PROBLEM>
In the research summary, how old were the infants whose nasopharyngeal aspirate samples are analyzed in the project on RSV and Human Rhinovirus?

GIVEN TEXT>

= Beginning of Section =

Dr Khandaker Shadia MBBS, MPhil, PhD

Streptococcus pneumoniae (the pneumococcus) and Respiratory Syncytial Virus (RSV) are two major pathogens commonly found to coexist in respiratory secretions in patients with acute upper respiratory tract infections. Though there is increasing evidence of a synergistic interplay between these pathobionts, the exact mechanisms remain obscure. To date, most RSV-pneumococci coinfection models aimed to study the secondary pneumococcal infection after a primary RSV exposure, even though the most likely scenario is that pneumococcal colonisation occurs at a younger age prior to any exposure to viral pathogens. Therefore, my project adopted an infection protocol where S. pneumoniae pre-exposed mice are superinfected with RSV to understand how the virus facilitates pneumococcal carriage and invasive disease. Along with the animal model, this project exploits in vitro respiratory epithelial cell culture model and global proteomic analysis approach to understand the coinfection dynamics.

Research in the past decade has convincingly shown that the bacterial communities found in the nasopharynx have an important contributory effect on upper respiratory tract infections (URTIs). However, it remains unclear how exactly the nasopharyngeal bacterial microbiota might influence the course of viral illnesses, and vice versa. This project brings the focus on Respiratory syncytial virus (RSV) and Human Rhinovirus (HRV) – the two most common global causes of acute respiratory tract infections (ARIs) in paediatric patients. This project involves the analysis of nasopharyngeal aspirates samples collected from infants younger than 6 months of age. High-throughput species-level metagenomic sequencing of these samples will allow us to identify differences in bacterial population diversity at the species level. Additionally, comprehensive immune profiling using highly sensitive multiplex immunoassays will guide us to find specific immune biomarkers.

Group B Streptococcus (GBS) is one of the global leading causes of neonatal and infant mortality, which is more serious in some low- and middle-income countries (LMICs). Interestingly, LMICs situated in South-East Asia report a low GBS disease burden while high GBS disease rates are documented on the African continent and in Europe. Amongst several possible causes, one may be the differences in immune protection. This project aims to understand the immune-mediated heterogeneity, if there is any, in the context of high- vs low- GBS prevalence countries. The project encompasses the analysis of physicochemical and functional properties of anti-GBS IgG antibodies by using Luminex platform, surface plasmon resonance (Biacore), glycosylation profiling and opsonophagocytic killing assay. Placental transfer and protective efficacy are assessed in a novel humanised mouse model. Altogether this project will significantly help towards the design of more efficient vaccines and to find the correlates of protection to fight against life-threatening GBS disease.

= End of Section =

DATASET CONTENT>

= Beginning of Section =

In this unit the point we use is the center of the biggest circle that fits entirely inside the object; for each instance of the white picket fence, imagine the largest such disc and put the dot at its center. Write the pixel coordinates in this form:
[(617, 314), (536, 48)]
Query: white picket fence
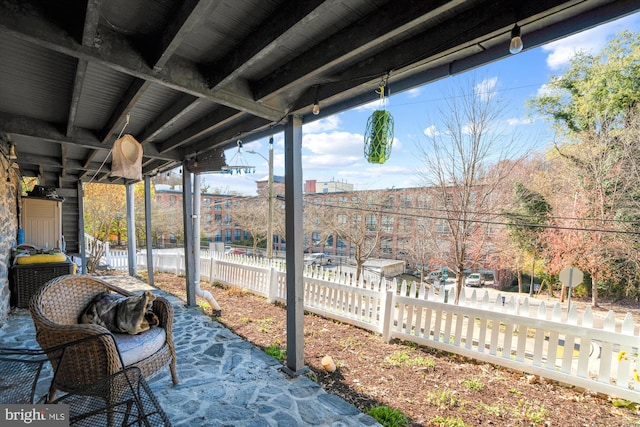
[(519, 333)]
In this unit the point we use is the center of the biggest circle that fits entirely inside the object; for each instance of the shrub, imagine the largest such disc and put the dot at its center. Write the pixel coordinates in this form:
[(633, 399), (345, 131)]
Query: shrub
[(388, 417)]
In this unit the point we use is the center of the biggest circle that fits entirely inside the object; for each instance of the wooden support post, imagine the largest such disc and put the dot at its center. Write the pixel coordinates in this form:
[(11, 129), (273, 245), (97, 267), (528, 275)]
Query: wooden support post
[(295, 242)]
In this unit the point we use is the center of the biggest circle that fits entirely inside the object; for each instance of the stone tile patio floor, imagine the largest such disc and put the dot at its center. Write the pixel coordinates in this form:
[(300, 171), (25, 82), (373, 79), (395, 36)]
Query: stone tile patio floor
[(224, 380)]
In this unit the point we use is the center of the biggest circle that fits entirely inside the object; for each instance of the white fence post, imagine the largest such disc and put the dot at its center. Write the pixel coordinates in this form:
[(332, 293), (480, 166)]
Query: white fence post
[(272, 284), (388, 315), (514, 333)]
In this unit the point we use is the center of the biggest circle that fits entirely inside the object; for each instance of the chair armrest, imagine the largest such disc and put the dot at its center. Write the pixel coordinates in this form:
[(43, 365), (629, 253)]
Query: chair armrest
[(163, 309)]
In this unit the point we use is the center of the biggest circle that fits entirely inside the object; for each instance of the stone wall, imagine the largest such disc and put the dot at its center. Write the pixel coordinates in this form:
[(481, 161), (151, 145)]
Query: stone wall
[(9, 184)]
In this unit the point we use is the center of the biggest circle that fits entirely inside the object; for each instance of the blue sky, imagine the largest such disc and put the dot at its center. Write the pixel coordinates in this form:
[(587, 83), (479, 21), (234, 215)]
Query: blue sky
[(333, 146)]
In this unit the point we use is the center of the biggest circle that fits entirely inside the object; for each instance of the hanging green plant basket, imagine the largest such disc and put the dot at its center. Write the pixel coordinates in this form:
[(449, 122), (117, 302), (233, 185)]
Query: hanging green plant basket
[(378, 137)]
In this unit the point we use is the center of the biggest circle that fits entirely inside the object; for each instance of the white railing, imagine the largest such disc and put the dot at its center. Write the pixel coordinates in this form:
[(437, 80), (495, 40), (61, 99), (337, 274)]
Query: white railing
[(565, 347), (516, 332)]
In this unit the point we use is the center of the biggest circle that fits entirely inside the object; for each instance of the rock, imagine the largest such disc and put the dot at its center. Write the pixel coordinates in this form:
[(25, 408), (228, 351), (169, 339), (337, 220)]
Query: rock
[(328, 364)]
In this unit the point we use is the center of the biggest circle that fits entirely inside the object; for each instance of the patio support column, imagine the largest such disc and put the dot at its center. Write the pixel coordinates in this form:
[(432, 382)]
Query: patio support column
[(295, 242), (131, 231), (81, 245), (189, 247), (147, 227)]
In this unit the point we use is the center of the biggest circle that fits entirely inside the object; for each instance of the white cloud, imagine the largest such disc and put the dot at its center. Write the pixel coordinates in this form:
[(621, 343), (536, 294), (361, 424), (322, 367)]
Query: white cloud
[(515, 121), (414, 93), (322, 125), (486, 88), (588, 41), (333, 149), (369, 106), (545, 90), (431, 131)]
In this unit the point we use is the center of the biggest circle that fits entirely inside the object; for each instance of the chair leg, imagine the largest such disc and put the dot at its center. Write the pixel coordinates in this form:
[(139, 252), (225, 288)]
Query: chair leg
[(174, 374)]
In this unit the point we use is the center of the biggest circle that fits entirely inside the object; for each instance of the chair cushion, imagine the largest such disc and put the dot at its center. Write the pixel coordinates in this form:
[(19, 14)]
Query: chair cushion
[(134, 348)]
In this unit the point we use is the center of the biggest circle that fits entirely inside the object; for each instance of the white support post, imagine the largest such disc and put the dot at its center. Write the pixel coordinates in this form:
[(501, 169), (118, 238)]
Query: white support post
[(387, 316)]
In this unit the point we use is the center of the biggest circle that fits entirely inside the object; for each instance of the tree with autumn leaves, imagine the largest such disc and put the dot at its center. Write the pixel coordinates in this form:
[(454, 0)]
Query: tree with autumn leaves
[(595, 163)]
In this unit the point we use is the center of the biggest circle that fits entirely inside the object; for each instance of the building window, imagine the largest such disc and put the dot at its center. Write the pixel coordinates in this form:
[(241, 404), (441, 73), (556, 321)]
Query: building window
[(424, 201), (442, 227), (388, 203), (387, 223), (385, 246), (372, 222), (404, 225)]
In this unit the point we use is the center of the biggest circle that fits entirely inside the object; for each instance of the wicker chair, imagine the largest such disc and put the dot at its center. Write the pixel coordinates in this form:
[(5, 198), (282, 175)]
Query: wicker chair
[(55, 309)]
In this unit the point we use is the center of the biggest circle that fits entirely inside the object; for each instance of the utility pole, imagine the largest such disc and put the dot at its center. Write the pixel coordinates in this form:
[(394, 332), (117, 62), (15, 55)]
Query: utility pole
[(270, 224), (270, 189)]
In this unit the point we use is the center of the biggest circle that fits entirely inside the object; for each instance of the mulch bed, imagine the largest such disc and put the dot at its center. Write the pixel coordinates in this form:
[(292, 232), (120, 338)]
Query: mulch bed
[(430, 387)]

= End of Section =
= Beginning of Section =

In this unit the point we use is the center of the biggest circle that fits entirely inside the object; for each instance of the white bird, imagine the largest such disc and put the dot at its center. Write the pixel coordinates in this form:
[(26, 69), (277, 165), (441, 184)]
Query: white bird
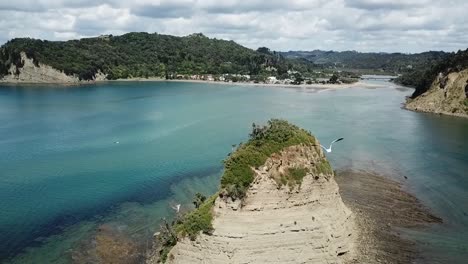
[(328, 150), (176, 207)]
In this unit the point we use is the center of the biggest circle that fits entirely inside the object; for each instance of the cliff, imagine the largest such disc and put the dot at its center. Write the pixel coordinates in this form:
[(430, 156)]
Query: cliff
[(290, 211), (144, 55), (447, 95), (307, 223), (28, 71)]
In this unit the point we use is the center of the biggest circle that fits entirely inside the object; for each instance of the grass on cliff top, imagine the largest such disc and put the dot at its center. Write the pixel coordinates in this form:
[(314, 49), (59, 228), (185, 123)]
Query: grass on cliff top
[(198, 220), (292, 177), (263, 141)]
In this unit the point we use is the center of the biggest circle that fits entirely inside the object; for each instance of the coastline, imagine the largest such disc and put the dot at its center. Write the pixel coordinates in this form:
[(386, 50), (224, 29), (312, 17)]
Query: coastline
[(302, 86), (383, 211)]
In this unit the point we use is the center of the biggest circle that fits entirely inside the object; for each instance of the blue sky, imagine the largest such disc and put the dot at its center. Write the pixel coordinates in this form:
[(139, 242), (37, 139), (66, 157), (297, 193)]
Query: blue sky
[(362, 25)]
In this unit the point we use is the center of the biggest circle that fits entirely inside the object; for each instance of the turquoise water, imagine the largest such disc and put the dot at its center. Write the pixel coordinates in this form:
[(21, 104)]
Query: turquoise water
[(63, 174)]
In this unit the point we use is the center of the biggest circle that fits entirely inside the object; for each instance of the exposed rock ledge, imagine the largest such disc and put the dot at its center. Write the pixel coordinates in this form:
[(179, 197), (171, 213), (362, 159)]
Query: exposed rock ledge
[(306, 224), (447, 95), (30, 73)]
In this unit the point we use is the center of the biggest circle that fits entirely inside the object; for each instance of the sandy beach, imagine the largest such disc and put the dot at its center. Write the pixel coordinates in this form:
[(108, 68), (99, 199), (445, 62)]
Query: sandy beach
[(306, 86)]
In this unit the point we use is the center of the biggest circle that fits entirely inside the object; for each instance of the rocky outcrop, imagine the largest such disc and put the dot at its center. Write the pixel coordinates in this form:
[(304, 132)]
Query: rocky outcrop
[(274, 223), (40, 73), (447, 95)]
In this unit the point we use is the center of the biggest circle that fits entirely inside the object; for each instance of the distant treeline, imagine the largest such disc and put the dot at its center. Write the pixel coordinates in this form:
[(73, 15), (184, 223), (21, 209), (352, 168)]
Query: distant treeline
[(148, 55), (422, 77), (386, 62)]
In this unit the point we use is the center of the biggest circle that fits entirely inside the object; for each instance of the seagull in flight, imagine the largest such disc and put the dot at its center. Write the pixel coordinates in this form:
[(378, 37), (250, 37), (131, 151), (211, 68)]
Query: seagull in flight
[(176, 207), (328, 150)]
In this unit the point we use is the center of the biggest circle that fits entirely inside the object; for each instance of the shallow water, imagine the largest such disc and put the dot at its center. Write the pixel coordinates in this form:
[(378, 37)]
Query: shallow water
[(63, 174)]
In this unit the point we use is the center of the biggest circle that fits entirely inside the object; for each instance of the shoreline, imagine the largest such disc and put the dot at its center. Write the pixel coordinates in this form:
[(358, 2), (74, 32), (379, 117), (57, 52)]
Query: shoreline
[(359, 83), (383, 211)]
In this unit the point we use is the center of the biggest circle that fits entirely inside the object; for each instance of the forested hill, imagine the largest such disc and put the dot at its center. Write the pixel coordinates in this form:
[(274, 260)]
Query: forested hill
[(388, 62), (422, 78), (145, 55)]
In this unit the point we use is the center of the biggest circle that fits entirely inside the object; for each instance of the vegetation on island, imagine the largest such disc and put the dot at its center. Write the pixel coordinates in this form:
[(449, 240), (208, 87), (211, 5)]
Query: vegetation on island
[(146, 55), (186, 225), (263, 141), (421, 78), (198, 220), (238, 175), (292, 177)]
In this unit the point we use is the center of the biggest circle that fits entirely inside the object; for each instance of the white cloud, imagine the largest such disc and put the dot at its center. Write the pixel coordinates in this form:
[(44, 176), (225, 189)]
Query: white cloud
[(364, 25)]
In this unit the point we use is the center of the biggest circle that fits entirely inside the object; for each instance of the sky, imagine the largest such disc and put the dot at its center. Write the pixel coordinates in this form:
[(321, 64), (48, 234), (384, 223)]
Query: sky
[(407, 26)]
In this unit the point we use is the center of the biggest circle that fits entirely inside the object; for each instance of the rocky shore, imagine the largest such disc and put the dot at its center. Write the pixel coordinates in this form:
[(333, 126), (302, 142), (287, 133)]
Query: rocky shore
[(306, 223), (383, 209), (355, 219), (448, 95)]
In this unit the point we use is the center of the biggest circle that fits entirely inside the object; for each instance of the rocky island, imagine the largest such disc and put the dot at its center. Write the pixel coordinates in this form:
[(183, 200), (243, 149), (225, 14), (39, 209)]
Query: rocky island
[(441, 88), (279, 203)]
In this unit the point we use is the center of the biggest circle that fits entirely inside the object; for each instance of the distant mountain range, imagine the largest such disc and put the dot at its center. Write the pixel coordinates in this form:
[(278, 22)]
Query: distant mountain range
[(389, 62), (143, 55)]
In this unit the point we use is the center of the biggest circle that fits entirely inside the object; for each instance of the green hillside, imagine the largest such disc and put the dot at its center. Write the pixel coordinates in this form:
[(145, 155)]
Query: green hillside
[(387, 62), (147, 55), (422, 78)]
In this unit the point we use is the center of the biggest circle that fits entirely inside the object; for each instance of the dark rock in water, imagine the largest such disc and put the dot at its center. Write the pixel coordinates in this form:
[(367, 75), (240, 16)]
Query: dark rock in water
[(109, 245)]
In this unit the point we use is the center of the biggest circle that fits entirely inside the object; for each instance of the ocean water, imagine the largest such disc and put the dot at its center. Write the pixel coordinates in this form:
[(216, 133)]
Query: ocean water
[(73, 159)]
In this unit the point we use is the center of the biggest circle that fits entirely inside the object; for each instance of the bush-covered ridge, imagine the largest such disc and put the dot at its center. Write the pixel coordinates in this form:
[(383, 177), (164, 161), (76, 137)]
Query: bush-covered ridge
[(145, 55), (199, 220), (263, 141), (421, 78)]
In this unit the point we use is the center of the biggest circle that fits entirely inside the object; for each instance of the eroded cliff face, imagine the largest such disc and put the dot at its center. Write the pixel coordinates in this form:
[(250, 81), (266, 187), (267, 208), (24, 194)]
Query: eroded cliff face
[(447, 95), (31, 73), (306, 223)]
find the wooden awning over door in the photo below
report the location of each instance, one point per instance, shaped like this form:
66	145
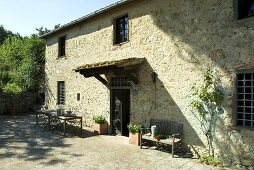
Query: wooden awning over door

= End of Section =

TASK SOLUTION>
They were younger than 6 months of age.